Exercise task:
Rewrite the data in full, substituting "place a single point" for every occurrence of "set one marker" and changing nothing else. Omit the pictures from your answer.

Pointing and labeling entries
┄┄┄┄┄┄┄┄┄┄

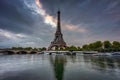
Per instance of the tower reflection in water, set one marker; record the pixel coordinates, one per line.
(58, 62)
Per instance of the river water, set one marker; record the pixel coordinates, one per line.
(58, 67)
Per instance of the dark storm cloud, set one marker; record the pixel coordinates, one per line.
(85, 20)
(14, 16)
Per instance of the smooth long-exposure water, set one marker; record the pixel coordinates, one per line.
(58, 67)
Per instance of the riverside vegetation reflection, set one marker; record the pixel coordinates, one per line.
(59, 67)
(58, 64)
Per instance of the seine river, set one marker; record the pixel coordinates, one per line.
(58, 67)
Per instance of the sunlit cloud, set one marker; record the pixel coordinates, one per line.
(11, 35)
(71, 27)
(50, 20)
(47, 18)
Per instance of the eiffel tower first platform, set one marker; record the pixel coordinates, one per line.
(58, 41)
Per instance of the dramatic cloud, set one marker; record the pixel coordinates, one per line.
(33, 22)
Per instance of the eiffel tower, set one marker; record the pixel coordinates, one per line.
(58, 41)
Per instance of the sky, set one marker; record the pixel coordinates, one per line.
(33, 22)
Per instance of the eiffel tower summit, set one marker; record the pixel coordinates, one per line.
(58, 42)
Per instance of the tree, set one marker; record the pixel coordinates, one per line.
(107, 46)
(28, 48)
(85, 47)
(116, 45)
(72, 48)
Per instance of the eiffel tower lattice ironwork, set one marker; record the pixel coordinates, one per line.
(58, 41)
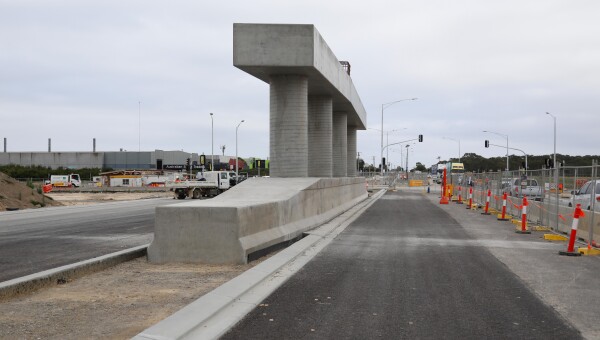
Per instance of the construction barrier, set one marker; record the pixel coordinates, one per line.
(415, 183)
(459, 195)
(444, 198)
(503, 216)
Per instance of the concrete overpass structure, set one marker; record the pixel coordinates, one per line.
(315, 112)
(315, 109)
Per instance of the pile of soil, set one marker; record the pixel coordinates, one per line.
(15, 195)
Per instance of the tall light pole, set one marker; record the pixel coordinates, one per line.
(407, 145)
(212, 145)
(554, 117)
(139, 126)
(456, 140)
(383, 107)
(555, 167)
(505, 136)
(236, 161)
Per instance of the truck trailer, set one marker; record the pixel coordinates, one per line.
(206, 184)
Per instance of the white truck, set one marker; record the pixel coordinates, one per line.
(206, 184)
(65, 181)
(526, 187)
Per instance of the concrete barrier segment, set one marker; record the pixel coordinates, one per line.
(253, 215)
(213, 314)
(50, 277)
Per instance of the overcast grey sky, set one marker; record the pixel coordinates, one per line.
(75, 70)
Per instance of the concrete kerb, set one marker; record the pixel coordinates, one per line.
(213, 314)
(62, 274)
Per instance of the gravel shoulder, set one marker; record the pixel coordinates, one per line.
(116, 303)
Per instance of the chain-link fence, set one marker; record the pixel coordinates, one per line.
(552, 196)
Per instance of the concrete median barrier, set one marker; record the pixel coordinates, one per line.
(252, 216)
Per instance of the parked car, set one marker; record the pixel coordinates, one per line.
(520, 187)
(584, 194)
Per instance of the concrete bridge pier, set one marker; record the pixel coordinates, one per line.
(315, 112)
(340, 144)
(289, 126)
(320, 142)
(351, 145)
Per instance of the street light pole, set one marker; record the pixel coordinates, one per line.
(236, 161)
(554, 117)
(407, 145)
(505, 136)
(555, 167)
(212, 144)
(383, 107)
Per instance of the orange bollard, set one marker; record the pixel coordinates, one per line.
(571, 248)
(444, 199)
(524, 219)
(487, 203)
(503, 218)
(470, 198)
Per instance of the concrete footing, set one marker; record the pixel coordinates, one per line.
(254, 215)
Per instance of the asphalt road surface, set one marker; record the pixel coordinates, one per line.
(403, 270)
(39, 239)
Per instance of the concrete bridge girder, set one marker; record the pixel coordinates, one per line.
(302, 72)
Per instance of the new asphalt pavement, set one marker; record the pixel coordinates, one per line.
(407, 269)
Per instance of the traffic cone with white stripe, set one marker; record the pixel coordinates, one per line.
(487, 203)
(524, 219)
(503, 216)
(571, 248)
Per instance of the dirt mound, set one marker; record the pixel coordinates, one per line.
(16, 195)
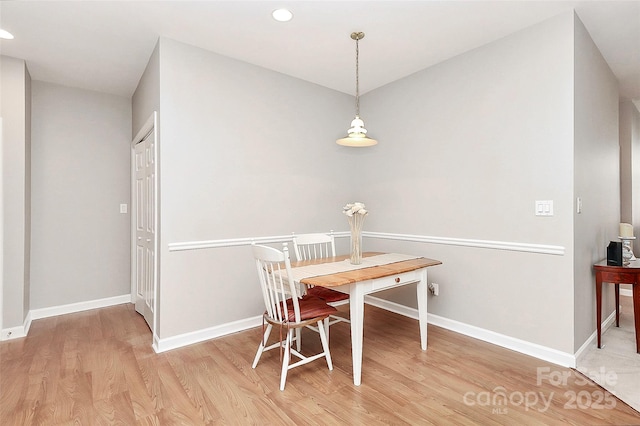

┄┄┄┄┄┄┄┄┄┄

Task result:
Per instance of the tower reflection in water, place a single point; record the pixel coordinates, one per line.
(58, 62)
Per instance of the river water, place a single point; record the pixel coordinates, one per line.
(58, 67)
Per instance of the dark storm cloud, place a single point; record the pixel coordinates, one per line.
(85, 20)
(14, 16)
Per instance of the smooth long-exposure water, place a single point; record the pixel coordinates, one per line.
(58, 67)
Per instance of the riverside vegetation reflection, place a single point; record the pixel coordinates, one per line.
(59, 67)
(58, 64)
Per instance of the seine river, place a single point; record the pixel coordinates, one per line.
(58, 67)
Per instance of the sunlit cloud, place a single point; record the pixel coordinates, one per line.
(11, 35)
(71, 27)
(50, 20)
(47, 18)
Per instance of the eiffel tower first platform, place a single point; record the pixel coordinates, one per line.
(58, 41)
Per instance of the dramatic cloud, place a single point; record the pixel coordinates, one per line.
(33, 22)
Per instance of the eiffel tower, place a single point; record the pixel coordinates, one per line.
(58, 41)
Per instance of the sky, place a single point; record the pixel coordinates, one per line.
(33, 22)
Per instance of the eiffel tower summit, place a single point; record the pixel coordinates, one per line.
(58, 42)
Per instance of the tree, place a single point; record the pixel coordinates, one per line.
(107, 46)
(28, 48)
(85, 47)
(116, 45)
(72, 48)
Per instance of the eiffel tower lattice ironwork, place a single point; record the pixel coordinates, one per line.
(58, 41)
Per instance of the construction barrier, place a single point; record the pixel coordinates, one per line.
(415, 183)
(459, 195)
(444, 198)
(503, 216)
Per instance of the concrete overpass structure, place a single point; record the pixel coordinates, one per line.
(315, 112)
(315, 109)
Per instance of the pile of soil, place a single point; record the pixel coordinates, one per line.
(15, 195)
Per instance of the tall light pole, place a single point; record the pixel coordinates, one per line.
(407, 145)
(212, 145)
(554, 117)
(139, 126)
(456, 140)
(383, 107)
(555, 167)
(505, 136)
(236, 161)
Per instance of the truck trailer, place a single point; record the pixel coordinates, one per line.
(206, 184)
Per instance of the white truck, place a single point; record the pixel coordinates, one per line.
(206, 184)
(65, 181)
(526, 187)
Per instance of the concrete barrier segment, place a single point; record the pixel coordinates, one per line.
(253, 215)
(213, 314)
(50, 277)
Per instance of the overcast grey sky, place a single point; record the pixel coordinates, one per line.
(75, 70)
Per instance of the concrete kerb, place a single point; record the pixel coordinates, one per line.
(213, 314)
(62, 274)
Per instance of the gravel shoulder, place a single point; record the pixel coordinates, one per line.
(116, 303)
Per instance of the chain-link fence, place a single point; record the pixel coordinates, one per line.
(552, 196)
Per instance of the concrete median barrier, place a single point; record the pixel coordinates, one per line.
(252, 216)
Per instance of the parked car, place a single point; record the pixel coordinates, one per line.
(520, 187)
(584, 194)
Per instance of the concrete bridge pier, place a single point; record the pixel coordinates, one per line.
(315, 112)
(340, 144)
(289, 126)
(320, 142)
(351, 145)
Per instance of the street light pole, place a single point; record the pixel coordinates, one per line.
(236, 161)
(554, 117)
(407, 145)
(505, 136)
(555, 167)
(212, 144)
(383, 107)
Per instance of the orange bollard, place a single point; record the pixel coordinates, one per line.
(571, 248)
(444, 199)
(524, 219)
(487, 203)
(503, 218)
(470, 198)
Per instance of the concrete footing, place a single point; record the pixel coordinates, one per line.
(254, 215)
Per instance of the asphalt road surface, place a single point; record the pixel coordinates, one per line.
(403, 270)
(39, 239)
Per instance of the concrete bridge girder, place a single point; record the pixel coordinates, one per line.
(302, 72)
Per instance of the new asphalt pavement, place a single point; record the pixel coordinates, one per line.
(407, 269)
Per instance of the traffic cone with white stripe, place a single point; record the pixel coordinates, one per line.
(487, 203)
(524, 219)
(503, 216)
(571, 248)
Per instance of the dirt mound, place a single point; record the pixel coordinates, one per line.
(16, 195)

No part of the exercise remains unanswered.